__STATED PROBLEM A__:
From the QuickControl example, write out the passage starting with "import numpy as" and going on through "all necessary information.".
__STATED PROBLEM B__:
According to the QuickControl example, which company makes the Quickcontrol software?

__SOURCE TEXT__:
-.-.-
"""
Importing and processing data from QuickControl.
================================================
"""

# %%
# Quickcontrol is a software from Phasetech to control and record data from
# time-resolved measurements. The software saves the data in a folder containing
# several files

import numpy as np
from skultrafast.quickcontrol import QC2DSpec
from skultrafast import plot_helpers
from skultrafast.data_io import get_twodim_dataset

# %%
# The following line returns a path to a folder containing the sample data. If
# necessary, it will try downloading the data from the internet.

p = get_twodim_dataset()

# %%
# Lets look at the content of the folder. For measurements with quickcontrol, we
# are looking for `.info` files which contain all necessary information.
-.-.-
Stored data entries
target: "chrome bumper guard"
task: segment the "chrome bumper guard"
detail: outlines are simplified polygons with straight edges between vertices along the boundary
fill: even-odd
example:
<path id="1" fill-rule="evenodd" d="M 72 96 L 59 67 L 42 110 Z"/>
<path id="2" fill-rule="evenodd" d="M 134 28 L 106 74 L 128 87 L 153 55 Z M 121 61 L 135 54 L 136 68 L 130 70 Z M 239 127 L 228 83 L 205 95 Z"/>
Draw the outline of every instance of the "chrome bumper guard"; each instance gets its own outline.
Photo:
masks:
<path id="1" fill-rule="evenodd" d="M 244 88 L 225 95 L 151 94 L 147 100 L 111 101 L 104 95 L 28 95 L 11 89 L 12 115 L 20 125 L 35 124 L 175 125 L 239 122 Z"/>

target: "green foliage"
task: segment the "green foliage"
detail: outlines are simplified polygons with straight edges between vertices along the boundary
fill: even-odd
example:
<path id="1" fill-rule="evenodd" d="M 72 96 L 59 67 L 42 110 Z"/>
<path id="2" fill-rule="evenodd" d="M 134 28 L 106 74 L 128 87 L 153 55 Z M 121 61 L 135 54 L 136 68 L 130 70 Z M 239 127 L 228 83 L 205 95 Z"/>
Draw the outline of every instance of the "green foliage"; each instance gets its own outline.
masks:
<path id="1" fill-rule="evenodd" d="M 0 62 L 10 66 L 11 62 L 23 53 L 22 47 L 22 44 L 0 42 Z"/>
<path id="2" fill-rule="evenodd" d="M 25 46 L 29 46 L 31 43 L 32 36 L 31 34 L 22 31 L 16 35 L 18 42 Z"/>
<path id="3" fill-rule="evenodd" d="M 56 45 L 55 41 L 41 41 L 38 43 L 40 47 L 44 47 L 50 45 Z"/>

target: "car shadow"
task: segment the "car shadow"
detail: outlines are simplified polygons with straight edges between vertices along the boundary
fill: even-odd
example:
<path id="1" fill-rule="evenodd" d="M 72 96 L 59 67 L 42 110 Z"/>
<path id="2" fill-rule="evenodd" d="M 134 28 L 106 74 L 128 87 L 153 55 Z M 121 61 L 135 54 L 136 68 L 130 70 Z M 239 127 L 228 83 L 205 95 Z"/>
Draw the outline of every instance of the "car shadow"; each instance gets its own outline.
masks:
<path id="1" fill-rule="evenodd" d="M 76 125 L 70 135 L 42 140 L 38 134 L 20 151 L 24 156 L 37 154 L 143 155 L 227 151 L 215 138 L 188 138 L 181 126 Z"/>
-.-.-
__ANSWER A__:
import numpy as np
from skultrafast.quickcontrol import QC2DSpec
from skultrafast import plot_helpers
from skultrafast.data_io import get_twodim_dataset

# %%
# The following line returns a path to a folder containing the sample data. If
# necessary, it will try downloading the data from the internet.

p = get_twodim_dataset()

# %%
# Lets look at the content of the folder. For measurements with quickcontrol, we
# are looking for `.info` files which contain all necessary information.

__ANSWER B__:
Phasetech